--- start ---

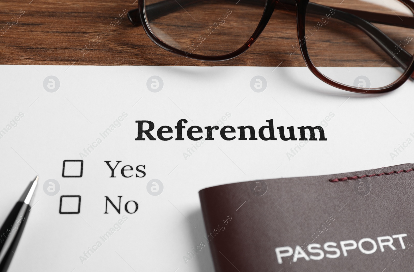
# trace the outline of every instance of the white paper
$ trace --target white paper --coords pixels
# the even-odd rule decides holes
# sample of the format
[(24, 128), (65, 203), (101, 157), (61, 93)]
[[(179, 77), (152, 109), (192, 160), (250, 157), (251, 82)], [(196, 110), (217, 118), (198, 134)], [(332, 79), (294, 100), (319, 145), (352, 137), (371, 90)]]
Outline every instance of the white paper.
[[(205, 240), (200, 189), (413, 162), (414, 144), (407, 143), (409, 138), (414, 140), (411, 81), (389, 93), (369, 95), (335, 89), (306, 67), (2, 65), (0, 69), (0, 130), (7, 130), (0, 138), (1, 220), (29, 182), (39, 176), (10, 271), (214, 271), (208, 246), (186, 263), (183, 259)], [(50, 76), (60, 83), (54, 92), (43, 86)], [(154, 76), (163, 82), (158, 92), (147, 87)], [(267, 82), (261, 92), (250, 87), (256, 76)], [(150, 81), (150, 88), (152, 83)], [(56, 86), (55, 80), (47, 83), (52, 89)], [(100, 134), (110, 129), (123, 113), (128, 116), (104, 138)], [(19, 113), (24, 116), (15, 124), (12, 120)], [(180, 119), (188, 121), (184, 141), (135, 140), (136, 120), (151, 121), (156, 129), (164, 125), (173, 129)], [(294, 126), (298, 138), (296, 128), (321, 126), (327, 140), (283, 141), (276, 130), (277, 141), (227, 141), (214, 131), (214, 140), (199, 143), (195, 149), (197, 141), (185, 135), (190, 126), (214, 124), (251, 125), (257, 134), (270, 119), (275, 129)], [(175, 131), (170, 134), (174, 138)], [(82, 158), (82, 177), (63, 177), (63, 161), (80, 160), (79, 153), (87, 155), (84, 149), (98, 138), (101, 142), (94, 144), (97, 146)], [(298, 144), (303, 146), (300, 150)], [(110, 177), (105, 161), (113, 165), (121, 161), (116, 177)], [(134, 169), (144, 165), (145, 176), (135, 177), (141, 174), (134, 170), (128, 172), (133, 177), (122, 177), (120, 168), (125, 165)], [(73, 170), (67, 168), (65, 175), (79, 174), (76, 163), (68, 165)], [(43, 190), (50, 179), (59, 184), (54, 196)], [(147, 191), (153, 179), (164, 186), (156, 196)], [(59, 213), (63, 195), (81, 196), (79, 213)], [(117, 205), (118, 196), (122, 196), (120, 213), (109, 203), (108, 213), (104, 213), (105, 196)], [(70, 211), (78, 199), (66, 200), (63, 211)], [(139, 203), (136, 212), (125, 211), (128, 200)], [(130, 205), (133, 210), (133, 203)], [(100, 237), (119, 220), (120, 229), (103, 241)], [(98, 241), (102, 245), (82, 261), (80, 257)]]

--- end ---

Exercise details
Rewrite the items with every "white paper" swapped for "blank sheet" and nothing else changed. Don't include the pictures.

Task answer
# trace the outline of every instance of the blank sheet
$ trace --target blank sheet --coords pixels
# the even-odd rule decides holes
# sample of the format
[(24, 128), (65, 203), (101, 157), (61, 93)]
[[(179, 77), (152, 109), (192, 160), (250, 157), (251, 82)], [(196, 110), (217, 118), (198, 134)], [(332, 79), (294, 100), (319, 145), (352, 137), (371, 90)]]
Outline every instance of the blank sheet.
[[(205, 240), (200, 189), (413, 162), (414, 144), (407, 143), (409, 138), (414, 140), (411, 81), (389, 93), (369, 95), (335, 89), (306, 67), (2, 65), (0, 69), (0, 130), (7, 130), (0, 138), (1, 220), (29, 182), (39, 176), (10, 271), (214, 271), (208, 246), (186, 263), (183, 259)], [(50, 76), (60, 83), (54, 92), (43, 86)], [(154, 76), (163, 82), (158, 92), (147, 87)], [(267, 82), (261, 92), (250, 87), (256, 76)], [(150, 81), (150, 88), (152, 83)], [(56, 86), (55, 80), (47, 83), (52, 89)], [(100, 134), (110, 129), (123, 113), (128, 116), (104, 138)], [(19, 113), (24, 116), (15, 124), (12, 120)], [(180, 119), (188, 121), (184, 141), (135, 140), (136, 120), (151, 121), (156, 129), (164, 125), (173, 129)], [(294, 126), (298, 138), (296, 128), (321, 126), (327, 140), (283, 141), (276, 130), (277, 141), (227, 141), (214, 131), (214, 140), (199, 143), (195, 149), (197, 141), (185, 135), (190, 126), (214, 124), (251, 125), (257, 134), (270, 119), (275, 129)], [(175, 131), (170, 134), (174, 138)], [(82, 158), (82, 177), (63, 177), (63, 161), (80, 160), (79, 153), (87, 155), (84, 149), (98, 138), (101, 142), (94, 144), (97, 146)], [(298, 144), (303, 146), (300, 150)], [(110, 177), (105, 161), (113, 165), (121, 161), (116, 177)], [(134, 169), (144, 165), (145, 176), (135, 177), (141, 174), (134, 170), (128, 172), (133, 177), (122, 177), (120, 168), (125, 165)], [(73, 170), (67, 168), (65, 175), (79, 174), (76, 163), (68, 165)], [(43, 190), (50, 179), (59, 184), (54, 196)], [(147, 191), (153, 179), (164, 186), (156, 196)], [(59, 213), (63, 195), (81, 196), (79, 213)], [(117, 205), (118, 196), (122, 196), (120, 213), (109, 203), (108, 213), (104, 213), (105, 196)], [(70, 211), (78, 199), (66, 200), (63, 211)], [(139, 203), (136, 212), (125, 211), (128, 200)], [(130, 205), (133, 210), (133, 203)], [(100, 237), (119, 220), (120, 229), (103, 241)], [(98, 241), (102, 245), (82, 261), (80, 257)]]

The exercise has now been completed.